Please report every line of the listing below that has the word "instance" in it.

> DATA LISTING
○ ○ ○

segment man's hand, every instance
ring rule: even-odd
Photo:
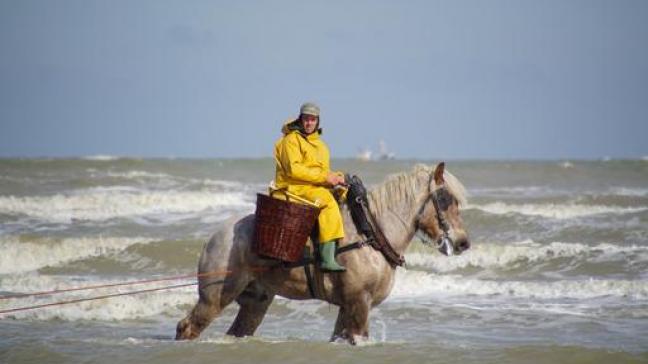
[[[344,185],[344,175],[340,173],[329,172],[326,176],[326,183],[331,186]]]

○ ○ ○

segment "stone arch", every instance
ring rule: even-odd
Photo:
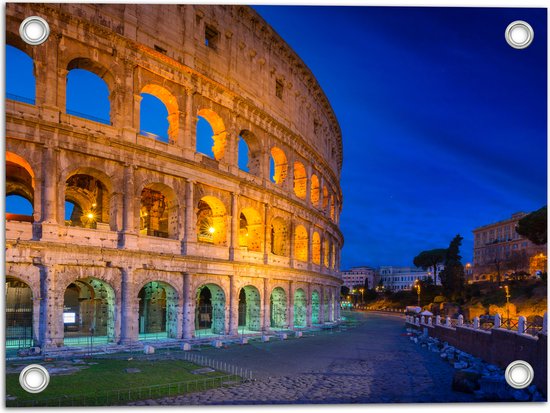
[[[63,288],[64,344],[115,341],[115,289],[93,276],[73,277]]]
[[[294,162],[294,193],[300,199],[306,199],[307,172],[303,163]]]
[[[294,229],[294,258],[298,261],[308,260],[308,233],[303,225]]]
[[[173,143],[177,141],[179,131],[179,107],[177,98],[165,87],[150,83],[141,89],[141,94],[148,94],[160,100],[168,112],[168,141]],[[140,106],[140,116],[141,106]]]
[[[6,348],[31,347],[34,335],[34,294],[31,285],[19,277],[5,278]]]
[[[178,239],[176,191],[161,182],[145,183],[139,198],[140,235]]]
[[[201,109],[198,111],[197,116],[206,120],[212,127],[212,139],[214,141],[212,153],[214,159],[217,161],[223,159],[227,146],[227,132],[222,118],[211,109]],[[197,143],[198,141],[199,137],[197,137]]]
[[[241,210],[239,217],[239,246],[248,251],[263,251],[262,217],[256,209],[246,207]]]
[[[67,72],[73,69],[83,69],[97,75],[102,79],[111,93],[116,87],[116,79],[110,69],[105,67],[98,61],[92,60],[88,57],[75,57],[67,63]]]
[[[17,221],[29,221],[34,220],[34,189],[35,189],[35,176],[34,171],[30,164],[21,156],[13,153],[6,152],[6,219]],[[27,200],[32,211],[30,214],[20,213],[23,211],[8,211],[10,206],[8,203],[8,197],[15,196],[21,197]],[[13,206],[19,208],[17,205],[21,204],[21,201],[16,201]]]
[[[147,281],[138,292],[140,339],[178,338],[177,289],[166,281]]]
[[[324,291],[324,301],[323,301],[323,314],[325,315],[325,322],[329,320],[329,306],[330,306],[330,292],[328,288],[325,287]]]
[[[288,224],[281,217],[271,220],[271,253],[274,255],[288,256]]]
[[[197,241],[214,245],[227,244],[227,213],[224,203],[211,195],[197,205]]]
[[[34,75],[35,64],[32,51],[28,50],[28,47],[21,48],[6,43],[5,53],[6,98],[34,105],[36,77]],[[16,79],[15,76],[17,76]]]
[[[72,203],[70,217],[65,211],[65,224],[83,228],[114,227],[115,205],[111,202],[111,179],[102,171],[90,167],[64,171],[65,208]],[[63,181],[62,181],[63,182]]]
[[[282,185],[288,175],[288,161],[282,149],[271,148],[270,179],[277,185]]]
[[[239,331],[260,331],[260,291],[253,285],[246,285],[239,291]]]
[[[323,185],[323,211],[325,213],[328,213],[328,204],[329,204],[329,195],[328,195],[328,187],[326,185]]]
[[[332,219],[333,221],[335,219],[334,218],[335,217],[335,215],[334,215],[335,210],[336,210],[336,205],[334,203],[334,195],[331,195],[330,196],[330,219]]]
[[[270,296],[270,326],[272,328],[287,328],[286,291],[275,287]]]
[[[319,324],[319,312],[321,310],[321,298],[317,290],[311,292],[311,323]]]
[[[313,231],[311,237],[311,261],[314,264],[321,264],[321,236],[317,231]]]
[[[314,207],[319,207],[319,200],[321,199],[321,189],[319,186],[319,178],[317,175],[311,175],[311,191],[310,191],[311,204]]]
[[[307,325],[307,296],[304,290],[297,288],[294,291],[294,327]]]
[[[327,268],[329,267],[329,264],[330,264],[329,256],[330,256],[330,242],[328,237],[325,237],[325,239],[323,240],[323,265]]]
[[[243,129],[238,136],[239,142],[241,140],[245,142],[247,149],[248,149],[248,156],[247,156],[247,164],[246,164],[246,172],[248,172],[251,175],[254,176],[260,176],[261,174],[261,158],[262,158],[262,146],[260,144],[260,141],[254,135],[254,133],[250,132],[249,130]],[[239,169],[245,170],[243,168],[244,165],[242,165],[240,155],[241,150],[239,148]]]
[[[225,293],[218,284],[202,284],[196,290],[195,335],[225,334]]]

○ ○ ○

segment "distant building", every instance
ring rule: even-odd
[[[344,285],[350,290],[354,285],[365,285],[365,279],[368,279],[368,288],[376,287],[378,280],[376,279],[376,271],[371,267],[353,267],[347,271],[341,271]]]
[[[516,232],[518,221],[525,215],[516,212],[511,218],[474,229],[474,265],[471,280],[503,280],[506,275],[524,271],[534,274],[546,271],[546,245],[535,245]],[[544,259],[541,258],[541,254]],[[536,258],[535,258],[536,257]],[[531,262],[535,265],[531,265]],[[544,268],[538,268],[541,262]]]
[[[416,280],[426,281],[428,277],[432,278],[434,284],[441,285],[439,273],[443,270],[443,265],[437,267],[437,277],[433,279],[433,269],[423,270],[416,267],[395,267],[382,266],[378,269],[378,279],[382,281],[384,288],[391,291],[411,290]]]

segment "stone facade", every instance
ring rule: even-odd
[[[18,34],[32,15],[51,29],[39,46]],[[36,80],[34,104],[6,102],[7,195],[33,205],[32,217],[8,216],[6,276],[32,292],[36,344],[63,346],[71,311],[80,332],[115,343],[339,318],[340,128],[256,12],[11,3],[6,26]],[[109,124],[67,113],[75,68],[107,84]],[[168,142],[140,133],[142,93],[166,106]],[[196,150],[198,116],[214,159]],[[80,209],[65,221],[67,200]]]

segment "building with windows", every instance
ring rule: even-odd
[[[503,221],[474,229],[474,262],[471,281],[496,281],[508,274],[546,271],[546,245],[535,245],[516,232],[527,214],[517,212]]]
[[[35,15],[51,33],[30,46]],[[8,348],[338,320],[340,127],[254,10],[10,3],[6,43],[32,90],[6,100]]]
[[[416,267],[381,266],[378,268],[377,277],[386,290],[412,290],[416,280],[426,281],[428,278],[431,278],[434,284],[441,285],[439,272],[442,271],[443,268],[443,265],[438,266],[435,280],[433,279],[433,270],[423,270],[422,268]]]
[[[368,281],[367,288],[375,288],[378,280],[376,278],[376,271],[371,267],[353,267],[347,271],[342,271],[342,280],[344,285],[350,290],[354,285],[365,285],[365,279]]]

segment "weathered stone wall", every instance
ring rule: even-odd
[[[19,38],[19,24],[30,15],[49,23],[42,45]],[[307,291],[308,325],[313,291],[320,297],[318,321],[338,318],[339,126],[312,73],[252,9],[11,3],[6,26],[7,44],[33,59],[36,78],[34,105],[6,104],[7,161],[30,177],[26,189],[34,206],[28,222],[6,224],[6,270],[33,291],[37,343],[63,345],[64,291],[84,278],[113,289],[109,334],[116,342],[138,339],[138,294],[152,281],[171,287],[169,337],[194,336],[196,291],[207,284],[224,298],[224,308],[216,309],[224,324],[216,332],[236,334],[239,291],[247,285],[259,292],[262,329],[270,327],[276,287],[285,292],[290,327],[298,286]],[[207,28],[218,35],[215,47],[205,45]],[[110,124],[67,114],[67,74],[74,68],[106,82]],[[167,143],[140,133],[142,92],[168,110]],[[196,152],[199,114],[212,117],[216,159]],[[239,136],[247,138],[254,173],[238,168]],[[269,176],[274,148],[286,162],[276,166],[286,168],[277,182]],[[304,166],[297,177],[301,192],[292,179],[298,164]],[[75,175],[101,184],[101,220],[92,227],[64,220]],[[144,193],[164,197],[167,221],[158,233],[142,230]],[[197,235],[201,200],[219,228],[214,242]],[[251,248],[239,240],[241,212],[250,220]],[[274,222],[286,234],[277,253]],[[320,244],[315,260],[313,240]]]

○ ○ ○

> ANSWER SECTION
segment man's hand, every instance
segment "stone arch", every instance
segment "distant building", every instance
segment "stone facade", every instance
segment "building with windows", every instance
segment "weathered stone wall", every instance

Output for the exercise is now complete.